> WHAT IS REQUIRED
In the entries that follow, find the word "badge" and report each line it is on.

*** RECORDS TO PROCESS ***

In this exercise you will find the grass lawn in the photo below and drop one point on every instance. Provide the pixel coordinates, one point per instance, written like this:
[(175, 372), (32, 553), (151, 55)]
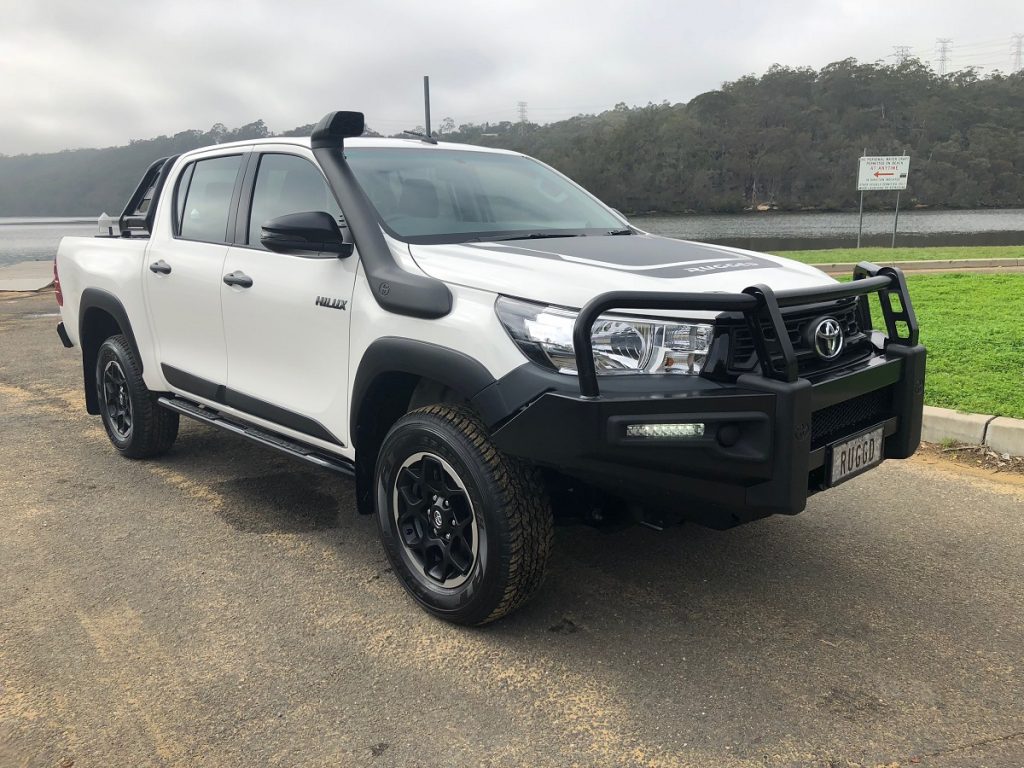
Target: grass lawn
[(973, 326), (885, 255)]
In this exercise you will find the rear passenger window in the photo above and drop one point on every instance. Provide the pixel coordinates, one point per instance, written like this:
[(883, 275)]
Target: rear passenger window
[(207, 190), (287, 183)]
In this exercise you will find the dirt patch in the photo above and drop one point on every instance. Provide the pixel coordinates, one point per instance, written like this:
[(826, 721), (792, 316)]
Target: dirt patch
[(976, 457)]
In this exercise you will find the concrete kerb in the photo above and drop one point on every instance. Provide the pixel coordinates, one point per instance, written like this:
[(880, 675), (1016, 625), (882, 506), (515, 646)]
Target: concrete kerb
[(999, 433), (946, 264)]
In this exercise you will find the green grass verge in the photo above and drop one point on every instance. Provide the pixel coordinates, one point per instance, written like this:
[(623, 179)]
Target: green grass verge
[(973, 326), (885, 255)]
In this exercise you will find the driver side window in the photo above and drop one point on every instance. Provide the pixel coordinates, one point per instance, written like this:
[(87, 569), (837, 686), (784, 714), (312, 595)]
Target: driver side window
[(287, 183)]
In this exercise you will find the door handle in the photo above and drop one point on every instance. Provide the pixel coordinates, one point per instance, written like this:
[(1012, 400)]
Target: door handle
[(238, 279)]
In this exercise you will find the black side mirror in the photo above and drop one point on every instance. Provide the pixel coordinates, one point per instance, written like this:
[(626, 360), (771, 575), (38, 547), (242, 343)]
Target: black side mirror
[(308, 231)]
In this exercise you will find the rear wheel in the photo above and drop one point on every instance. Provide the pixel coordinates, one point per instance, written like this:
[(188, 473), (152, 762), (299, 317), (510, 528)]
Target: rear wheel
[(137, 426), (467, 528)]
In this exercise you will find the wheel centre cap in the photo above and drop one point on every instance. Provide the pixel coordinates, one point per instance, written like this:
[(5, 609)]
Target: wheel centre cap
[(437, 518)]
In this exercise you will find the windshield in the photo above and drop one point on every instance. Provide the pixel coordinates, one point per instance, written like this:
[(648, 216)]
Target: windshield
[(453, 196)]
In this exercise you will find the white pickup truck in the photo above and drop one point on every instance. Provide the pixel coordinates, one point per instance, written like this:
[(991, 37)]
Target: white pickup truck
[(483, 345)]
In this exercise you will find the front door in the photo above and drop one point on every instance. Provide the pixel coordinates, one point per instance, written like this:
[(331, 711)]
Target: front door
[(286, 321), (182, 275)]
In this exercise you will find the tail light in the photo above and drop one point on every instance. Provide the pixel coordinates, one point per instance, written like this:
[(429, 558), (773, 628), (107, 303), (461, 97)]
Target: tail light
[(56, 285)]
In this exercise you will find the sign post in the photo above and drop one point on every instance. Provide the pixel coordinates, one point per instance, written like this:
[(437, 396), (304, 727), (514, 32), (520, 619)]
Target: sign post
[(884, 172)]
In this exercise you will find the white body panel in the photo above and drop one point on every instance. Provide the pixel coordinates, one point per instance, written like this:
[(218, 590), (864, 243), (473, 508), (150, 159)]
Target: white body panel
[(501, 268), (184, 306), (273, 343)]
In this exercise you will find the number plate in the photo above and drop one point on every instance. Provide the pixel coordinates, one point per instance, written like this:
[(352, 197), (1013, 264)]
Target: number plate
[(856, 455)]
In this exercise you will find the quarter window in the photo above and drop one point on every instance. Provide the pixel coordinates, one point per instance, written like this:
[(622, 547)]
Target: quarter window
[(287, 183), (207, 190)]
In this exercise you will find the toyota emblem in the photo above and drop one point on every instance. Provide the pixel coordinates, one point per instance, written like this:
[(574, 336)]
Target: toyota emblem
[(827, 338)]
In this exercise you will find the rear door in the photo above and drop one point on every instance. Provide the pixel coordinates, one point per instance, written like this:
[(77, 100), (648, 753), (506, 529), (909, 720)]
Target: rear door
[(184, 268), (287, 333)]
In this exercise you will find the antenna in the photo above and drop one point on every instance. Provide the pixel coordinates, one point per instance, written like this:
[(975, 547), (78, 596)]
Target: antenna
[(425, 136), (426, 104)]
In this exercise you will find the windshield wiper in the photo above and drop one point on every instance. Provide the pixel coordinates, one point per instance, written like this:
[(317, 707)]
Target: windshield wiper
[(530, 236)]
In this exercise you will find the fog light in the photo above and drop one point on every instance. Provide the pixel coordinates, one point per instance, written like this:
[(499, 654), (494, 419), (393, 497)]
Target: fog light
[(665, 431)]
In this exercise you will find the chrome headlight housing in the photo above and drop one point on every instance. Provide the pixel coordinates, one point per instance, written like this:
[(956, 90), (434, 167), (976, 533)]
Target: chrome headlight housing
[(622, 344)]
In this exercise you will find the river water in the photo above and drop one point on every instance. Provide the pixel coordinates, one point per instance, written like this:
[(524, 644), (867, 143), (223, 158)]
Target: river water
[(30, 239)]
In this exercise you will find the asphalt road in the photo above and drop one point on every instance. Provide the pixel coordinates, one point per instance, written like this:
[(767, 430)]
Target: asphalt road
[(225, 606)]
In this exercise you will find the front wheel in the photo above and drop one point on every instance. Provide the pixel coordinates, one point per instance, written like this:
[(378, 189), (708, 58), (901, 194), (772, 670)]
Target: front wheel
[(467, 528)]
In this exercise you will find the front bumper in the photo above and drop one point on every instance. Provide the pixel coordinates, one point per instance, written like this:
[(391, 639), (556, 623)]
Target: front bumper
[(767, 438)]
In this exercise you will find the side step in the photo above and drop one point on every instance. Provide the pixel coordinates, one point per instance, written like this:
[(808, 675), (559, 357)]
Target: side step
[(285, 444)]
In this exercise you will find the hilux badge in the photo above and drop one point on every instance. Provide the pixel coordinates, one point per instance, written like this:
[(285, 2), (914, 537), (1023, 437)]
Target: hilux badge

***

> RESPONSE AREA
In this exercise you will find the hilux badge in the photo above and drop one point on every instance. Provide the pixel coordinates, one point per instance, written like this:
Target: hilux badge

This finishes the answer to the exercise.